» **CHALLENGE**
Treat the line containing "Target: man's face" as the first line and the final line of the material below as the last; reproduce that range exactly.

» **RECORDS TO USE**
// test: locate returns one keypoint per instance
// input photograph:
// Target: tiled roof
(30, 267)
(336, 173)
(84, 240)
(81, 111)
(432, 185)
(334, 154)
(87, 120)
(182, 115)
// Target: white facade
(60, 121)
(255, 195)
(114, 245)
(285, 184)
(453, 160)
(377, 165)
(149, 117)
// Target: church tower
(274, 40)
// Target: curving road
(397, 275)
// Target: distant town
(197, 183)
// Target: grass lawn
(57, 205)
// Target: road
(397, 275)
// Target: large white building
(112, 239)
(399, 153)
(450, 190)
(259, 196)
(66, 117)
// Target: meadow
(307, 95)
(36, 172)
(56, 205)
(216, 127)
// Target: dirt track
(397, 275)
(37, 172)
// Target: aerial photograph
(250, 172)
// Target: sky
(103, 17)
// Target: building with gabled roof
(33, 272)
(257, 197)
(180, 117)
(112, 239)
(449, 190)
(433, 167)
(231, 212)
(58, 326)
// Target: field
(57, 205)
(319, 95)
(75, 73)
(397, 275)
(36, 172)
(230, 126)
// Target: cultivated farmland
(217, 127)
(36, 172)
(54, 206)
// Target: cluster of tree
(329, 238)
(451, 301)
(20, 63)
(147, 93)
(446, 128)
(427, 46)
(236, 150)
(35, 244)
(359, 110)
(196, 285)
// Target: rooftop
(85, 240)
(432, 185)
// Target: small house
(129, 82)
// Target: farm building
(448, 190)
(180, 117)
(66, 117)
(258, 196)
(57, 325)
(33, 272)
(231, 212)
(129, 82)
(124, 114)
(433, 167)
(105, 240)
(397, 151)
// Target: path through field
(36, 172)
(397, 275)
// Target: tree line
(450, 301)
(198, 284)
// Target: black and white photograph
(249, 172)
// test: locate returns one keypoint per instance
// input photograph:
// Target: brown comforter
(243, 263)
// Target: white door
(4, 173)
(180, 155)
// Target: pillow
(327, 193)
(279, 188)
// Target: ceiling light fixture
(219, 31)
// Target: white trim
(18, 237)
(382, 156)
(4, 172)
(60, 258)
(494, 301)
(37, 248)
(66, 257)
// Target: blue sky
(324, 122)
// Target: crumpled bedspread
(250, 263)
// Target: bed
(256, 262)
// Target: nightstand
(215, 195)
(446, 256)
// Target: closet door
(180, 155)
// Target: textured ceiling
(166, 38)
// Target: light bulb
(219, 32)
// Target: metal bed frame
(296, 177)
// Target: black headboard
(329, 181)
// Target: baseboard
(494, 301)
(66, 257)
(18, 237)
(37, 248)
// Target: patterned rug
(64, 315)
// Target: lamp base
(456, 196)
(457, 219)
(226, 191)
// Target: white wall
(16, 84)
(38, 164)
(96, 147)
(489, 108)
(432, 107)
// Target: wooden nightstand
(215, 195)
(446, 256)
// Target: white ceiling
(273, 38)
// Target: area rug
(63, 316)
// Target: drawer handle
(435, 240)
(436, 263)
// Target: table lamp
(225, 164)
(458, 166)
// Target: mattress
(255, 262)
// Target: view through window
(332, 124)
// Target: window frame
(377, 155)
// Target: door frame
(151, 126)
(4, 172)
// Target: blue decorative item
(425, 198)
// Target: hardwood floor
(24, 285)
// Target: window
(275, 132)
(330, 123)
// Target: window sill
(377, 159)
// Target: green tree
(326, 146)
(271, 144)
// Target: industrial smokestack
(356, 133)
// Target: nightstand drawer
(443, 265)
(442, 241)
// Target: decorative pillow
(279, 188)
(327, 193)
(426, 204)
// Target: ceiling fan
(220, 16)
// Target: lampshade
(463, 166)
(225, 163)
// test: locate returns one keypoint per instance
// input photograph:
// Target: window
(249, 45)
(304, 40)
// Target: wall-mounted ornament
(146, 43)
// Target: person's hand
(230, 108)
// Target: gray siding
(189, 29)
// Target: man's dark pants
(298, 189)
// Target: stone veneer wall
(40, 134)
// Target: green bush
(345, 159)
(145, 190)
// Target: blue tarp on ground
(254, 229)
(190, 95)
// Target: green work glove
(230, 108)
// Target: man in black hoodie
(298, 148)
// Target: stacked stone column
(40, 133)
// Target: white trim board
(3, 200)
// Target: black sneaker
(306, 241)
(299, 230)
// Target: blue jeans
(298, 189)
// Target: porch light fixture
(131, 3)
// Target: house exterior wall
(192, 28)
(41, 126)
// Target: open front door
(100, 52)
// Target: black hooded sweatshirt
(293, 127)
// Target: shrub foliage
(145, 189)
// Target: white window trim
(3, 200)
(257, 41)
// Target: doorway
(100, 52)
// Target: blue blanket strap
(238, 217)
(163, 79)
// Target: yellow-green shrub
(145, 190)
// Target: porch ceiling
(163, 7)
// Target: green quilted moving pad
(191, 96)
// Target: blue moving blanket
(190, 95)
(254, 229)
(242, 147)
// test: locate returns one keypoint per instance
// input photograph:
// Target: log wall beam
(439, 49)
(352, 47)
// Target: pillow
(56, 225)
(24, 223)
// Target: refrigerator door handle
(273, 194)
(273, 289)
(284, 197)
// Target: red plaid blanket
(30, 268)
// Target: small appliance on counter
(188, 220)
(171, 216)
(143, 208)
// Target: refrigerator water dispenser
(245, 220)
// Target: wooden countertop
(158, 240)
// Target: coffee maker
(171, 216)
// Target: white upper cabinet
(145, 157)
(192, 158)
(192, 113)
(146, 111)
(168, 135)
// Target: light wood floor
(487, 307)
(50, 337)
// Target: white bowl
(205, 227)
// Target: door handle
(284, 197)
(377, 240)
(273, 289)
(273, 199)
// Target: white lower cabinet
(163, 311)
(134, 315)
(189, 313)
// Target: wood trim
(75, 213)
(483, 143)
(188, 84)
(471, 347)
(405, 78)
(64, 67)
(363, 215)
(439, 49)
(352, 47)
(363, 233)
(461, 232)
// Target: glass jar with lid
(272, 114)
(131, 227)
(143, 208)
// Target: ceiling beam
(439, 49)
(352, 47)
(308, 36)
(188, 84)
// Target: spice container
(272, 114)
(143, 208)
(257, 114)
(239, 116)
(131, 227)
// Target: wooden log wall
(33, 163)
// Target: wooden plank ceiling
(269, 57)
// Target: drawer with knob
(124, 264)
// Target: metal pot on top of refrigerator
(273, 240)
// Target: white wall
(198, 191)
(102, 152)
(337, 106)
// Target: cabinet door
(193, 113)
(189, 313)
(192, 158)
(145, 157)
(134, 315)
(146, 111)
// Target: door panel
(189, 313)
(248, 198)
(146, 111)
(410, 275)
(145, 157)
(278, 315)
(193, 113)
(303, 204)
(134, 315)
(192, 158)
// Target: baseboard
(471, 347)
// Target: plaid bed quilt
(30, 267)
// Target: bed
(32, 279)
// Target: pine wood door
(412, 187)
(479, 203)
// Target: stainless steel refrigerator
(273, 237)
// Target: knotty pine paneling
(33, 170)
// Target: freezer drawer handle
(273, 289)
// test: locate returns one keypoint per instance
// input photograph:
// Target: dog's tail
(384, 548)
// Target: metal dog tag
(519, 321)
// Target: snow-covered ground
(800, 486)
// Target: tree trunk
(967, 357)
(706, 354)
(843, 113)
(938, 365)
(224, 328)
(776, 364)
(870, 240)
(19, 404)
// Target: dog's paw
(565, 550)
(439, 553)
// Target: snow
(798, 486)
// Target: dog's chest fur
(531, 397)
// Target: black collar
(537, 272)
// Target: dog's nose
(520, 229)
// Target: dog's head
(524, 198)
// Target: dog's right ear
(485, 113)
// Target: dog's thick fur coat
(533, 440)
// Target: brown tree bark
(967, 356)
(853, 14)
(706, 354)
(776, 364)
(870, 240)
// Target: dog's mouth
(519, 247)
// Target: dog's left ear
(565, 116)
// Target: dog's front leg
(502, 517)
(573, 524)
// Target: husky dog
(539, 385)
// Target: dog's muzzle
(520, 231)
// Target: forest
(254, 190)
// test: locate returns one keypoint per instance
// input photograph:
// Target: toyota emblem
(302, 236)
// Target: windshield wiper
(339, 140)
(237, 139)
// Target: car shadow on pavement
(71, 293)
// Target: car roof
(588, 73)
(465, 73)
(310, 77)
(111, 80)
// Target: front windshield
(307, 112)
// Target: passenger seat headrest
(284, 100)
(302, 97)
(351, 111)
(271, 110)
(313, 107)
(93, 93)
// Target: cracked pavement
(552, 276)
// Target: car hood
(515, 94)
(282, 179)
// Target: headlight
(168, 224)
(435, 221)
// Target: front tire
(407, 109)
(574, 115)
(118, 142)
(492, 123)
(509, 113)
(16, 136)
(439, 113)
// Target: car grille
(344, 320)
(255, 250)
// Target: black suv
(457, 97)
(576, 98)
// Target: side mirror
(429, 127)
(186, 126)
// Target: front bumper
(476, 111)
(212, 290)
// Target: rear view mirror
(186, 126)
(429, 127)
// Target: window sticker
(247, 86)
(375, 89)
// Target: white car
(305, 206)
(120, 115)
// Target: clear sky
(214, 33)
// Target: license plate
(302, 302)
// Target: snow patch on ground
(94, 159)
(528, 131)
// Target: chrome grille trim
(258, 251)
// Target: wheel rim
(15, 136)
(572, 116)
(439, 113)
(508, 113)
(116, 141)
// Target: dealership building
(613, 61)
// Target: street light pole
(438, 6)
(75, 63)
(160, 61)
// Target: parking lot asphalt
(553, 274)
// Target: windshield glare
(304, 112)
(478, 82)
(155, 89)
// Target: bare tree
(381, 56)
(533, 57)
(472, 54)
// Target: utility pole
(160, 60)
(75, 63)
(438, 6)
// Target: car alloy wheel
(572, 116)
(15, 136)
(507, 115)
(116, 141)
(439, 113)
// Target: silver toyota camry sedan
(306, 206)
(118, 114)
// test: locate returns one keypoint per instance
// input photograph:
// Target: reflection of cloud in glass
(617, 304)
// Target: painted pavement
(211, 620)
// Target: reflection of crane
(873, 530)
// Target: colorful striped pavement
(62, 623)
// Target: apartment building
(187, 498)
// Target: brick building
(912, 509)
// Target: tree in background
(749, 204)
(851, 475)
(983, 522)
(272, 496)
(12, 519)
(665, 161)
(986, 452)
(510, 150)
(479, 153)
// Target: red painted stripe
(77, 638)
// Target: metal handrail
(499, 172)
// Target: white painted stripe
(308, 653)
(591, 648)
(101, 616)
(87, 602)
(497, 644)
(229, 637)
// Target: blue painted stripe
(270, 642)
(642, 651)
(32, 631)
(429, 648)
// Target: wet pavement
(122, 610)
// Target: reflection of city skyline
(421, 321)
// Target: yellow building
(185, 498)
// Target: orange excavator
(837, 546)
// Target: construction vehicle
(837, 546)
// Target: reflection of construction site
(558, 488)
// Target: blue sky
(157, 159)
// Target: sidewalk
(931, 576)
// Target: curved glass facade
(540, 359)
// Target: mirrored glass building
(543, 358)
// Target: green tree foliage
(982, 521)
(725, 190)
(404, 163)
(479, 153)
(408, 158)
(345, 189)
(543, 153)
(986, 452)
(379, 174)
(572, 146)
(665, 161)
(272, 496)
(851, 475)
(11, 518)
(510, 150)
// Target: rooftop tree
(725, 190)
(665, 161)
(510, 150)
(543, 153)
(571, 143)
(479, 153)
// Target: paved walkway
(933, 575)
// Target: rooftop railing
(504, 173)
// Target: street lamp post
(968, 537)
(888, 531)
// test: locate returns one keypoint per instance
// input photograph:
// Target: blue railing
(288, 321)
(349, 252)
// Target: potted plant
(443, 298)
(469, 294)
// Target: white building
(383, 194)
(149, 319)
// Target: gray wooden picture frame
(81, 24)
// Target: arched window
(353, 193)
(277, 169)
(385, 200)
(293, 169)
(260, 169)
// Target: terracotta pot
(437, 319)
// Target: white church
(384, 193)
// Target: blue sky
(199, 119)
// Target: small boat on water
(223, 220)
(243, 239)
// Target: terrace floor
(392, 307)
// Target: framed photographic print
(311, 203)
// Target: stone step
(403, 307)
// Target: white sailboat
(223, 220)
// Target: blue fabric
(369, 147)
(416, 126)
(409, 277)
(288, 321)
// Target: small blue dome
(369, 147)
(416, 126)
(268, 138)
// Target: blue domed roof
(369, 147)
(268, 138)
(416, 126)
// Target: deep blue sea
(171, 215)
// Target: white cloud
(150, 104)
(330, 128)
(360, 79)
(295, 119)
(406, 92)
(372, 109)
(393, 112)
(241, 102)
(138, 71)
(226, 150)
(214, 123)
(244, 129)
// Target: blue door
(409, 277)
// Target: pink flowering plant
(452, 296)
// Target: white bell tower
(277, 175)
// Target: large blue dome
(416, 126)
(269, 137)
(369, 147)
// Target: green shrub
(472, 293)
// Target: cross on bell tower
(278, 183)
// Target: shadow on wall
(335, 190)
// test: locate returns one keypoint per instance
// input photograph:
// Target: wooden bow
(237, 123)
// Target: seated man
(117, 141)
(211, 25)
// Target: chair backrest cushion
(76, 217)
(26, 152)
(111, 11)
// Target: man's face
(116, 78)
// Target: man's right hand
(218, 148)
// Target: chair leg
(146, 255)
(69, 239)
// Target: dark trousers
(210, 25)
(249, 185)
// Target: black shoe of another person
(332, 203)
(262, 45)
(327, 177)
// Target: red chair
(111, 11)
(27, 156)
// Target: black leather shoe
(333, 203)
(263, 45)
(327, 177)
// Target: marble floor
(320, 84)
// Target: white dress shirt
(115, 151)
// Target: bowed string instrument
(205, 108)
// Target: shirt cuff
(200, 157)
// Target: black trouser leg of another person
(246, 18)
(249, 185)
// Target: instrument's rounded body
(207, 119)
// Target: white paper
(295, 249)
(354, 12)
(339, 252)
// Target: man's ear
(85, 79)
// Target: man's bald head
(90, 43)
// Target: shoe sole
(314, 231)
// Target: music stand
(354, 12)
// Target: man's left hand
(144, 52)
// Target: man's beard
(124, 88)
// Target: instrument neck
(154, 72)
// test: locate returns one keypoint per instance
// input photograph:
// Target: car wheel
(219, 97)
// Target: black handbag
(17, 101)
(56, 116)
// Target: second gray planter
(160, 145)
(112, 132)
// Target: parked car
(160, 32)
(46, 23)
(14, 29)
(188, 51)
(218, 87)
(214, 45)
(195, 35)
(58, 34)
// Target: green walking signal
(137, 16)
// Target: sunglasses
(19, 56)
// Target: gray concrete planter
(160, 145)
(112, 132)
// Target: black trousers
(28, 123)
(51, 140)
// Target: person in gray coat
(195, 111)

» **EXERCISE SOLUTION**
// Target: man's face
(116, 78)
// Target: man's right hand
(218, 148)
// Target: chair leg
(146, 255)
(69, 239)
// Target: dark trousers
(210, 25)
(249, 185)
// Target: black shoe of another person
(332, 203)
(262, 45)
(327, 177)
// Target: red chair
(111, 11)
(27, 156)
// Target: black leather shoe
(333, 203)
(263, 45)
(327, 177)
// Target: marble floor
(320, 84)
// Target: white dress shirt
(115, 151)
// Target: bowed string instrument
(205, 108)
// Target: shirt cuff
(200, 157)
// Target: black trouser leg of another person
(246, 18)
(249, 185)
// Target: instrument's rounded body
(207, 119)
// Target: white paper
(295, 249)
(354, 12)
(339, 252)
// Target: man's ear
(85, 79)
// Target: man's bald head
(90, 43)
// Target: shoe sole
(314, 231)
// Target: music stand
(354, 12)
// Target: man's left hand
(144, 52)
// Target: man's beard
(124, 88)
// Target: instrument neck
(154, 72)
// test: locate returns one keypoint per instance
// input photograph:
// Target: car wheel
(219, 97)
// Target: black handbag
(17, 101)
(56, 116)
// Target: second gray planter
(160, 145)
(112, 132)
// Target: parked car
(160, 32)
(46, 23)
(14, 29)
(188, 51)
(218, 87)
(214, 45)
(195, 35)
(58, 34)
// Target: green walking signal
(137, 16)
// Target: sunglasses
(19, 56)
// Target: gray concrete planter
(160, 145)
(112, 132)
// Target: black trousers
(28, 123)
(51, 140)
// Target: person in gray coat
(195, 111)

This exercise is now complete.